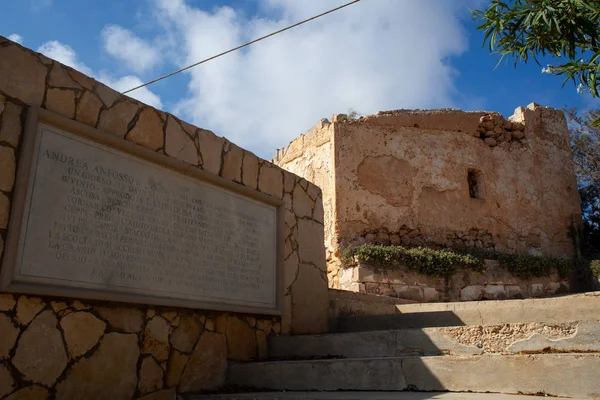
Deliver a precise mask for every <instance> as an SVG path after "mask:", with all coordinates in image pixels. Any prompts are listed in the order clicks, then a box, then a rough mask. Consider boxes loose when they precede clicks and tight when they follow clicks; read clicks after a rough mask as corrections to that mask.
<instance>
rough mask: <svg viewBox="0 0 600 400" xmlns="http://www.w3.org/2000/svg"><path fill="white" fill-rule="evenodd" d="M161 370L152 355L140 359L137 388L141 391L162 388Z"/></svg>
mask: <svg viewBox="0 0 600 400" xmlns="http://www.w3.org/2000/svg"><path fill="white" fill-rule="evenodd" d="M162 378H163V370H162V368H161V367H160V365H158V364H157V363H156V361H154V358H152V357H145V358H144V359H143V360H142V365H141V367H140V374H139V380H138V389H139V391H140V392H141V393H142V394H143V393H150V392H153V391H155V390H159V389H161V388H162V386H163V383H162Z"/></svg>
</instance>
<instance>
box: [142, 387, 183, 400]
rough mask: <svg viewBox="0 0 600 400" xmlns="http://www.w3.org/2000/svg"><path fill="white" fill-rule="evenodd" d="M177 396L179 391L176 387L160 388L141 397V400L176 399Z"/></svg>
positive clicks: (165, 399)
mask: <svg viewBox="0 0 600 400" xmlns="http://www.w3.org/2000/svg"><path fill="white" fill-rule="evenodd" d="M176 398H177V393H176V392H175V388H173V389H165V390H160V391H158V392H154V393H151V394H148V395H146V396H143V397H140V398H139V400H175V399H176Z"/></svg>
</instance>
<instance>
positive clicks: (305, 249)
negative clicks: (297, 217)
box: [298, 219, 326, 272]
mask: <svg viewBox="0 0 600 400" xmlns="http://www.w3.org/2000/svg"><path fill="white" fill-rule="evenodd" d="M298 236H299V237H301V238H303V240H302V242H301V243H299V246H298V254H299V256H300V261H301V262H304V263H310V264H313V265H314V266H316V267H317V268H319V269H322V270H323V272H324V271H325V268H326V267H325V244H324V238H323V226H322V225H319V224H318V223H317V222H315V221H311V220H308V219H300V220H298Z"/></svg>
==
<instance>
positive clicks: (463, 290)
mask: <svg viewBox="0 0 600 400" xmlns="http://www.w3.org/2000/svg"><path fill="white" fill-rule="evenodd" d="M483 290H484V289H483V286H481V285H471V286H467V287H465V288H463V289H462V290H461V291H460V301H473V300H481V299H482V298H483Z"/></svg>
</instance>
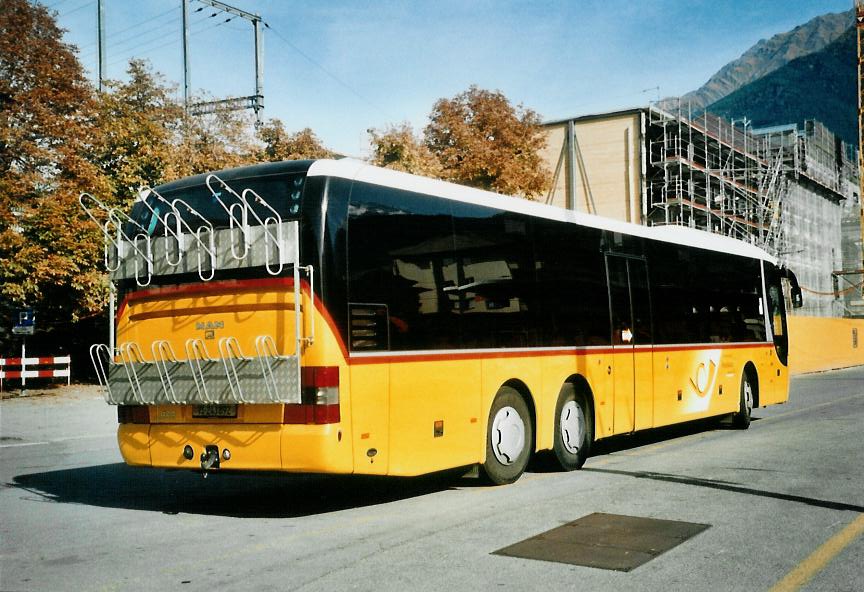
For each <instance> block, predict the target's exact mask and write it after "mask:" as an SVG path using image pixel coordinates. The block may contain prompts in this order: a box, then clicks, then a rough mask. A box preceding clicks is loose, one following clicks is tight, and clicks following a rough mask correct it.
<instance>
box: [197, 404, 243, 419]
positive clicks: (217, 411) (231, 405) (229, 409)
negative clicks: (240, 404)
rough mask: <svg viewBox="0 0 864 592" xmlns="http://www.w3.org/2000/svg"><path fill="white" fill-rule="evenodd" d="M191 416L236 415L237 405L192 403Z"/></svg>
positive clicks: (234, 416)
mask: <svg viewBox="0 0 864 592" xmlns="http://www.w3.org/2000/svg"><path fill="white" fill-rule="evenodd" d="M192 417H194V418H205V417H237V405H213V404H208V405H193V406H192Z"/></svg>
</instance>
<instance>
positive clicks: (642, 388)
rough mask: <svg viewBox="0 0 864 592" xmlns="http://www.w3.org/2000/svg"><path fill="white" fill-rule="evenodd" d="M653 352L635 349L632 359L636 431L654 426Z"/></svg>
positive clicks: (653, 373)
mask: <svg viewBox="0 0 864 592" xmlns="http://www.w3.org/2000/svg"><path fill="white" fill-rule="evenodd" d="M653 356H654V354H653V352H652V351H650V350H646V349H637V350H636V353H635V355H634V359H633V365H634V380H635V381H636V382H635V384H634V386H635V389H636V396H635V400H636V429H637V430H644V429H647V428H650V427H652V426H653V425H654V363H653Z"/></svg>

**PROBLEM STATEMENT**
Where a line of the records holds the word "negative", copy that line.

**SOLUTION TO THIS PROBLEM**
negative clicks: (297, 217)
negative clicks: (240, 404)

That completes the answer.